(Items from a data collection)

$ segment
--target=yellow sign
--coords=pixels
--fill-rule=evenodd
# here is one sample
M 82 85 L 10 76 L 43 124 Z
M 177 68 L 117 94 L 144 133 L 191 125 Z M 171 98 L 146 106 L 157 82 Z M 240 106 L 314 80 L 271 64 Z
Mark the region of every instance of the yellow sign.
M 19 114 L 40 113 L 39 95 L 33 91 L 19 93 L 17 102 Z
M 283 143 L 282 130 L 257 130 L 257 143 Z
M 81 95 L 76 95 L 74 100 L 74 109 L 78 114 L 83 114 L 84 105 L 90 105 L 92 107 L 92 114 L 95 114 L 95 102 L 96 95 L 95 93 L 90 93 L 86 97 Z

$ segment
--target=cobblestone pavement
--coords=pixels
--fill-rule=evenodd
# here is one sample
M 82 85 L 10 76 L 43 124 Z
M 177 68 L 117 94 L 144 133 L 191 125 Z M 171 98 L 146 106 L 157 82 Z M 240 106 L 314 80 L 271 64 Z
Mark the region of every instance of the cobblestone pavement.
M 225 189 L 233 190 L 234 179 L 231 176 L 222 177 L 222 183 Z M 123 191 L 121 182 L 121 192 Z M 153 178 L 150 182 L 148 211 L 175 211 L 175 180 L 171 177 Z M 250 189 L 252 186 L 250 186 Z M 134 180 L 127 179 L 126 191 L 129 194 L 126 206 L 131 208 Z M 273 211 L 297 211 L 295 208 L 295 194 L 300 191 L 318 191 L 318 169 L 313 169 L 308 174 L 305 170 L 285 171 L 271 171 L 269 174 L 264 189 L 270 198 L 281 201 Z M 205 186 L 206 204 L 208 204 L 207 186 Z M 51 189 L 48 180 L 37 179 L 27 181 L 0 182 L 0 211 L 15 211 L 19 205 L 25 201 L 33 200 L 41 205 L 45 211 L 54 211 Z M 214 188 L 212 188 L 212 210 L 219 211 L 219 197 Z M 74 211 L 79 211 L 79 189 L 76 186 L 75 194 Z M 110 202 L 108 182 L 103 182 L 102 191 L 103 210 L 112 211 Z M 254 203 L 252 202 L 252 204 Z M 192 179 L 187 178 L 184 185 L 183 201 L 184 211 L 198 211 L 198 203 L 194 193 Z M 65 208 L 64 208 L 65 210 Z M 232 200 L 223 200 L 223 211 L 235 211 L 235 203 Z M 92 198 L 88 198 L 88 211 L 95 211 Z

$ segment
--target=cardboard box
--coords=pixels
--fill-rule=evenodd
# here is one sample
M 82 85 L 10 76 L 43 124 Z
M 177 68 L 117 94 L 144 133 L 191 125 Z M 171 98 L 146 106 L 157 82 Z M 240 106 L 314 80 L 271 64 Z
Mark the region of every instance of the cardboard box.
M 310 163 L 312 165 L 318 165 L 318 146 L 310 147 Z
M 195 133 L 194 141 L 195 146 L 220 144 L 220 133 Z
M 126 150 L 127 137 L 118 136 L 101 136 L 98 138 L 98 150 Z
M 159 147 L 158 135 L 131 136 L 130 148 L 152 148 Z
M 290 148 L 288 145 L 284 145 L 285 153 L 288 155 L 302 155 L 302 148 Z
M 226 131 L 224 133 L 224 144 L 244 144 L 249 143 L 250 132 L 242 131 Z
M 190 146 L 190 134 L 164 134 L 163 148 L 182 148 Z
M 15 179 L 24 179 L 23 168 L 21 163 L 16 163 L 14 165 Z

BRIEF
Count the lines in the items above that contain the string "region", treating uppercase and lowercase as different. Give only the number.

ANSWER TO THIS PROBLEM
3